▸ Stated goal:
Output the records exactly. Include every line.

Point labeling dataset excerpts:

<<<<

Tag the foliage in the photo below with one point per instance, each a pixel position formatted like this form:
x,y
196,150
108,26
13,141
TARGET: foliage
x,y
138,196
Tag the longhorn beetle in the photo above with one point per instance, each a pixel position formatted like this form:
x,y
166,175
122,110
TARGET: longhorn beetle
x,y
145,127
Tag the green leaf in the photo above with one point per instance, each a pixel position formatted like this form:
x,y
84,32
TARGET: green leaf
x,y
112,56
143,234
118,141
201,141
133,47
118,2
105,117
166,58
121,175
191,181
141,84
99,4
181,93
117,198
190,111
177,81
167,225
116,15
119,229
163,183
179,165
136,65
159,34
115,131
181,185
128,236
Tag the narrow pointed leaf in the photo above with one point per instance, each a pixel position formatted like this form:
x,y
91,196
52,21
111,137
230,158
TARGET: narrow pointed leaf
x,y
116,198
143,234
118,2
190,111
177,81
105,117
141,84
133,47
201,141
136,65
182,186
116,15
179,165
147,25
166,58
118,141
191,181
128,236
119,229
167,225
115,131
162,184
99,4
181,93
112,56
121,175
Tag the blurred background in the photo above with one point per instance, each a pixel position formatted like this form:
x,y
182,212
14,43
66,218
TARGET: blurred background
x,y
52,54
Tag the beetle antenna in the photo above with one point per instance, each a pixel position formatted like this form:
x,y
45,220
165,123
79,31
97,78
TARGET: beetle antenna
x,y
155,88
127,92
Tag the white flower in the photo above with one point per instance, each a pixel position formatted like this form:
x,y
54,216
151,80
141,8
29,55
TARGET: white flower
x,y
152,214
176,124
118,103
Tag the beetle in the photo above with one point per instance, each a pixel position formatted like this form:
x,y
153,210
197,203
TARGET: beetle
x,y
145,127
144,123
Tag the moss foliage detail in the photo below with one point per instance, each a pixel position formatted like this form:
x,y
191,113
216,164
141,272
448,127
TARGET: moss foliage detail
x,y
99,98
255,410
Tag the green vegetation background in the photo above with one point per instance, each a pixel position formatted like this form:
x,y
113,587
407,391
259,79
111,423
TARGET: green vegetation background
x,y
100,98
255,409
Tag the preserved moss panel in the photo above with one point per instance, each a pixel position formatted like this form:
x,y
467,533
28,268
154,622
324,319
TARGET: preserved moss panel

>>>>

▸ Response below:
Tag the foliage in the photo below with one point per instance, each a pixel position formatted like this form:
x,y
196,150
108,26
13,141
TARGET: foliage
x,y
138,196
Tag the longhorn beetle in the photo above with one point per instance, each a pixel position formatted like this form:
x,y
166,175
122,110
TARGET: longhorn beetle
x,y
145,127
Tag the green leaf in the photo above with one point per instance, each a pixel position formatted like this form:
x,y
84,32
TARGET: green leaf
x,y
112,56
143,234
118,141
201,141
133,47
118,2
105,117
166,58
121,175
191,181
141,84
99,4
181,93
117,198
190,111
177,81
167,225
116,15
119,229
163,183
179,165
136,65
159,34
115,131
181,185
128,236
Tag the narrow pointed leaf in the photo above with one point per instance, each a pixel position formatted like this form:
x,y
91,196
52,21
111,137
230,158
TARGET: narrow pointed leaf
x,y
116,198
143,234
118,2
190,111
177,81
105,117
141,84
133,47
201,141
136,65
182,186
116,15
179,165
147,25
166,58
118,141
191,181
128,236
119,229
167,225
115,131
162,184
99,4
181,93
112,56
121,175
Tag the blurred background in the photo above with one point per instance, each a pixel position formatted like this form:
x,y
182,212
14,43
66,218
TARGET: blurred background
x,y
52,54
Tag the beetle antenna in the photo above with one point per instance, each a pixel position formatted like this form:
x,y
45,220
165,123
79,31
97,78
TARGET: beetle antenna
x,y
155,88
127,92
Tag the white flower in the photo above with one point per instance, each a pixel position formatted like this form:
x,y
54,216
151,80
141,8
29,55
TARGET: white flower
x,y
152,214
176,124
118,103
Tag the beetle in the photo above with one point per instance, each a pixel position formatted like this form:
x,y
153,210
197,203
TARGET: beetle
x,y
145,127
144,123
Tag the moss foliage detail in the photo below with one point per instance, each a pixel position formatted like this form:
x,y
191,113
216,164
141,272
448,127
TARGET: moss foliage detail
x,y
99,98
255,410
Tag the green vegetation background in the photo above with one point per instance, each a pixel position formatted like this form:
x,y
113,587
407,391
259,79
111,423
TARGET: green vegetation background
x,y
100,98
255,409
Tag the preserved moss panel in the photo above with one point per instance, each a pixel position formatted like this form:
x,y
467,533
28,268
154,622
324,319
TARGET: preserved moss panel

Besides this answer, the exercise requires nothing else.